* [Consigne]: Recopiez le passage du texte de référence compris entre « Si le cinéma » et « passé de soldat... », bornes incluses, en renommant « nature » en « terre ».

* [Texte de référence]:
Si le cinéma s'empare
à nouveau d'une histoire comme celle de Captain
fantastic ou bien de celle de l'affaire Fortin (Vie
sauvage, la belle vie),
ce n'est pas par hasard. Cette auto-exclusion de la société,
ce refus de vivre au milieu des autres avec le confort de son époque,
cette volonté d'une existence en communion avec la nature,
c'est bien une réponse possible au questionnement face à
la croissance sans fin, aux aberrations de l'Humanité lorsqu'elle
se dirige droit dans le mur sans ralentir, sans proposer ou essayer
des alternatives. À chaque histoire ses propres tenants et
aboutissants, les raisons initiales de la décision de s'échapper
peuvent être multiples : une séparation, une maladie...
ici un traumatisme dû à un passé de soldat...

* [Données fournies]:
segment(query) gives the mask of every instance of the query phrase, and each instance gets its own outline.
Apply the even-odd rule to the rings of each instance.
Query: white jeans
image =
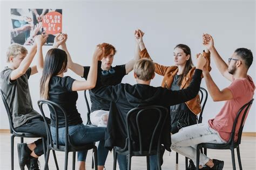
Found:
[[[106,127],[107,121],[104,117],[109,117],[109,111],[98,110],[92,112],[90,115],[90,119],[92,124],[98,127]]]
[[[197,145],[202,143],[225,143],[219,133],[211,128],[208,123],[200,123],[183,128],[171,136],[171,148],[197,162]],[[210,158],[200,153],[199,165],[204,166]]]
==
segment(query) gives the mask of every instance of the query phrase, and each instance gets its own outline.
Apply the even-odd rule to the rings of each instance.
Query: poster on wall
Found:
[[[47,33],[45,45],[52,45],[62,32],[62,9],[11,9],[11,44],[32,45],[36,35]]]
==
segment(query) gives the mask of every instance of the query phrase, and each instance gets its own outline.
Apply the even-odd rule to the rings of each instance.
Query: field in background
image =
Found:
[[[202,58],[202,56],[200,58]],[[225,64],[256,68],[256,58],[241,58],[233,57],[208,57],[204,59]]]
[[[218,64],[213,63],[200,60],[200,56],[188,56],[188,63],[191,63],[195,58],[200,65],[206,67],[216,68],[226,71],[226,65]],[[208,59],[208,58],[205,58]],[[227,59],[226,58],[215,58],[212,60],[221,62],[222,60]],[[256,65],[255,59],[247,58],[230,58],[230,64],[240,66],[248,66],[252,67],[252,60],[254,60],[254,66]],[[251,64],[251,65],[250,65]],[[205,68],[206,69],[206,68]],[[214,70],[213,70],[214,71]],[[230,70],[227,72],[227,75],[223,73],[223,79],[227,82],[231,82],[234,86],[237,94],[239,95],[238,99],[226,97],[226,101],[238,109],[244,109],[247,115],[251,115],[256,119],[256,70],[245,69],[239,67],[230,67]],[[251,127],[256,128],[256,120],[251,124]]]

* [Résultat]:
Si le cinéma s'empare
à nouveau d'une histoire comme celle de Captain
fantastic ou bien de celle de l'affaire Fortin (Vie
sauvage, la belle vie),
ce n'est pas par hasard. Cette auto-exclusion de la société,
ce refus de vivre au milieu des autres avec le confort de son époque,
cette volonté d'une existence en communion avec la terre,
c'est bien une réponse possible au questionnement face à
la croissance sans fin, aux aberrations de l'Humanité lorsqu'elle
se dirige droit dans le mur sans ralentir, sans proposer ou essayer
des alternatives. À chaque histoire ses propres tenants et
aboutissants, les raisons initiales de la décision de s'échapper
peuvent être multiples : une séparation, une maladie...
ici un traumatisme dû à un passé de soldat...